説明

物品搬送装置

【課題】壊れやすい物品4でも損傷することなく起立させて集積することを可能にする。
【解決手段】物品供給コンベヤ2によって一定の間隔で搬送されてきた板状物品4を、その下方に配置された整列コンベヤ6上に落下させて前方の物品4の後端部上に後方の物品4の前端部を重ねた状態にして供給する。複数の物品4を供給した後、整列コンベヤ6を短時間加速して、複数の物品のグループGと後方の物品のグループGとを切り離す。整列コンベヤ6の下方に、先頭の物品4の下面に係合可能な起立フィンガ50を備えた起立手段18が設けられており、グループ4の先頭の物品4を立ち上げることにより複数の物品4を起立させる。後方の当接部材16と前方の起立フィンガ50によって保持した物品4を、整列コンベヤ6上を横断するプッシャ56によって押し出してトレイ搬送コンベヤ52上のトレイ54内に収納する。

【発明の詳細な説明】
【技術分野】
【0001】
本発明は物品搬送装置に係り、特に、複数の板状物品をまとめて起立させ、集積した状態で容器内に収容する物品搬送装置に関するものである。
【背景技術】
【0002】
搬送コンベヤによって、水平な状態で連続的に搬送されてきた複数の板状物品を起立させる装置は従来から知られている(特許文献1参照)。
【0003】
特許文献1に記載された発明は、ピロー袋入製品を水平姿勢で不定間隔に配置して移送する定速コンベヤと、この定速コンベヤの製品送り端側に、製品の厚さより僅かに大きい間隙を持って平行に配設されて製品案内部を構成している上下2枚の案内板と、この案内部の製品流出側に配置されて旋回するスターホイールとを備えている。
【0004】
定速コンベヤよって水平姿勢で搬送されてきた製品は製品案内部に到達する。製品案内部の製品流出端部はスターホイールの平坦部が上向きに水平となる位置に近接して設けられており、この位置まで移動してきた製品は、押圧兼送給部材によって前記スターホイールの平坦部上に載せられる。スターホイールの平坦部に乗った製品は、その旋回によって約90度向きが変換され、起立した状態になって受板上に載置される。
【先行技術文献】
【特許文献】
【0005】
【特許文献1】特開昭62−16329号公報
【発明の概要】
【発明が解決しようとする課題】
【0006】
前記特許文献1に記載された発明のように、定速コンベヤによって水平な状態で搬送されてきた製品を、スターホイールによって起立させる構成では、例えば、ビスケットのような壊れやすい製品の場合には起立させる際に割れてしまうおそれがあるという問題があった。

問いの内容:
掲載本文によると、特許文献1の構成でビスケットのような壊れやすい製品を起立させる場合、どのようなおそれがあるか答えてください。

提供資料:
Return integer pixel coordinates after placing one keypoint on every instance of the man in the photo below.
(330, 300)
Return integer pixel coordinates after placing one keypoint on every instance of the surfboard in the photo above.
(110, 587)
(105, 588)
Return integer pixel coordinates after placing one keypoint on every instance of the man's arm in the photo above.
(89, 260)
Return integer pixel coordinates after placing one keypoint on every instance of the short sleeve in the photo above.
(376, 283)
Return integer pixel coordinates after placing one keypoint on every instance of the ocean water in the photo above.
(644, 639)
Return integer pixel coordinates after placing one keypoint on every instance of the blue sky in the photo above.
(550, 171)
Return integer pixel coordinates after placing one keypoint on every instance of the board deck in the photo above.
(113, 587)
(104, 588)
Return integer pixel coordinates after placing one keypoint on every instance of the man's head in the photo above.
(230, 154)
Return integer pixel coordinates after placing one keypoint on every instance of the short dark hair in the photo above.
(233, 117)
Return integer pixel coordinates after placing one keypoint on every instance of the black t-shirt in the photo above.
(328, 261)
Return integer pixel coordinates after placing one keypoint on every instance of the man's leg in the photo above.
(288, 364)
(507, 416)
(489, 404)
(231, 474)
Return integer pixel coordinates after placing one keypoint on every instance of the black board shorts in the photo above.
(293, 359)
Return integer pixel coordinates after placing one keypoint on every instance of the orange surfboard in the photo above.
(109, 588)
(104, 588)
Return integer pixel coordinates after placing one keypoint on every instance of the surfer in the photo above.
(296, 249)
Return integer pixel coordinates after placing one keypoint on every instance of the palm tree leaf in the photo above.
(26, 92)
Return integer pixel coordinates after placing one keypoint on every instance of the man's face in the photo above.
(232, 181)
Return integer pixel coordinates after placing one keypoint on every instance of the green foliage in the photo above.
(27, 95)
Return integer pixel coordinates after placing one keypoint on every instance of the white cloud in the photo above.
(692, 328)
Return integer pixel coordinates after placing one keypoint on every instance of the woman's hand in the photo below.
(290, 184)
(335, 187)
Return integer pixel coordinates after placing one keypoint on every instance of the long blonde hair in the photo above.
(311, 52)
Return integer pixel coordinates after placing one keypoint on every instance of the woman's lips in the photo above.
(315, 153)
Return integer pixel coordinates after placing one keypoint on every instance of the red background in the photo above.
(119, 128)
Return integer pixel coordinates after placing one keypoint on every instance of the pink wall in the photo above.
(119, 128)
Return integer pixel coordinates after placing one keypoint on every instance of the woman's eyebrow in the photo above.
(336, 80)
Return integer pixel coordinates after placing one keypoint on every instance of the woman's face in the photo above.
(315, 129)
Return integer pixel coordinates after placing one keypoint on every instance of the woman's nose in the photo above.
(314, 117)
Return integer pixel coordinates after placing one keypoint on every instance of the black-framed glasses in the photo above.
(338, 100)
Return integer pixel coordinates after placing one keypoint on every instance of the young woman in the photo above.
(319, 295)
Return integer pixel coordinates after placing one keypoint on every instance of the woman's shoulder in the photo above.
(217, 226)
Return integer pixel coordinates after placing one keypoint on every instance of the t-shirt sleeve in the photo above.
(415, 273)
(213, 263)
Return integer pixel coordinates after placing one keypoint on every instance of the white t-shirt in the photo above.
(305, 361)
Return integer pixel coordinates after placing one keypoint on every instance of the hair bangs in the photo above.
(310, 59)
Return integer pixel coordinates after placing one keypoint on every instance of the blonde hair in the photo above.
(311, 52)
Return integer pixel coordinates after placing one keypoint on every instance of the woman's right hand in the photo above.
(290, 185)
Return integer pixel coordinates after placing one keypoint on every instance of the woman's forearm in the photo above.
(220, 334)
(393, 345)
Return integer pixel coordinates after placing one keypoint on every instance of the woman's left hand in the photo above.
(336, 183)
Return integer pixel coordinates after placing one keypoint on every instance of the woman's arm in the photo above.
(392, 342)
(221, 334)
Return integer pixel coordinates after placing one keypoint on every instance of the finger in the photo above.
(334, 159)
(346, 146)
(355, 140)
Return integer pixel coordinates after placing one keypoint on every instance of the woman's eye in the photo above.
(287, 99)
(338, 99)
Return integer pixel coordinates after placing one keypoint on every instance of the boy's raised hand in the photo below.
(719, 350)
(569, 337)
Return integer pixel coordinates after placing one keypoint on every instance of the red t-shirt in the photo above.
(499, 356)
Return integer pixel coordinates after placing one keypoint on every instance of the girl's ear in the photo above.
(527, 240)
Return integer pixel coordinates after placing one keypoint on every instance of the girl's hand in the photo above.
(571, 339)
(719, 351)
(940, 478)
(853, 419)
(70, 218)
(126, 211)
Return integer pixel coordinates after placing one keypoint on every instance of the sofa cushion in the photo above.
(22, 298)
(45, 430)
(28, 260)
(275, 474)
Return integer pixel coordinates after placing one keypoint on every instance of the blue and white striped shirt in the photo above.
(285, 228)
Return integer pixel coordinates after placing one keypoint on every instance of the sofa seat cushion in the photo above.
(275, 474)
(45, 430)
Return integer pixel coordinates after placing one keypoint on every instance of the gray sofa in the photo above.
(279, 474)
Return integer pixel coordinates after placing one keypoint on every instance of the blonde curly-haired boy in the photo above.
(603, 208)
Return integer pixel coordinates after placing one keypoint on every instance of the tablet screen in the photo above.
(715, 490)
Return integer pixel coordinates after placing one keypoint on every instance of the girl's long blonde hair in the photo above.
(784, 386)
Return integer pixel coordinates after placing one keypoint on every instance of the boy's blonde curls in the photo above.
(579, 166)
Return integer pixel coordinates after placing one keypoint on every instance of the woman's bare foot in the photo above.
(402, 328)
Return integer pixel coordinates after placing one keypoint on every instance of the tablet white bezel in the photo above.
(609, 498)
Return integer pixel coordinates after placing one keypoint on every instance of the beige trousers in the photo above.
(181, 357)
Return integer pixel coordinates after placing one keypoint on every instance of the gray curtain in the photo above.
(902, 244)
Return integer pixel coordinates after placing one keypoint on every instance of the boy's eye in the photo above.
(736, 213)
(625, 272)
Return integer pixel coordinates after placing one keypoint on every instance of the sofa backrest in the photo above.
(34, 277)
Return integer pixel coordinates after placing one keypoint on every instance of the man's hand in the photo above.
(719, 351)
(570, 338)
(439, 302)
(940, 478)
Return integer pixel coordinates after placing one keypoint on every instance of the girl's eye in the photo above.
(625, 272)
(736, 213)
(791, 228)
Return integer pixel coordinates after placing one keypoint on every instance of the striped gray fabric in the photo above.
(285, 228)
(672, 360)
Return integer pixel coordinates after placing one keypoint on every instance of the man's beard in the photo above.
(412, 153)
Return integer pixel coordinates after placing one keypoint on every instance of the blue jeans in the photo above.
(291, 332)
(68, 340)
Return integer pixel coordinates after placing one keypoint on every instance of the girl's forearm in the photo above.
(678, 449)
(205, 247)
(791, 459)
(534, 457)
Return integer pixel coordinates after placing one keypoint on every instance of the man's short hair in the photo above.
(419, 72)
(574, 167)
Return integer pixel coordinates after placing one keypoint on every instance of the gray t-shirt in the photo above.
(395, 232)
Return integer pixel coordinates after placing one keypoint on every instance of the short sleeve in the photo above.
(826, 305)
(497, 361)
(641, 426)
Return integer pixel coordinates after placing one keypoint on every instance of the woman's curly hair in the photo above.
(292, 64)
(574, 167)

回答記述:
起立させる際に割れてしまうおそれがある。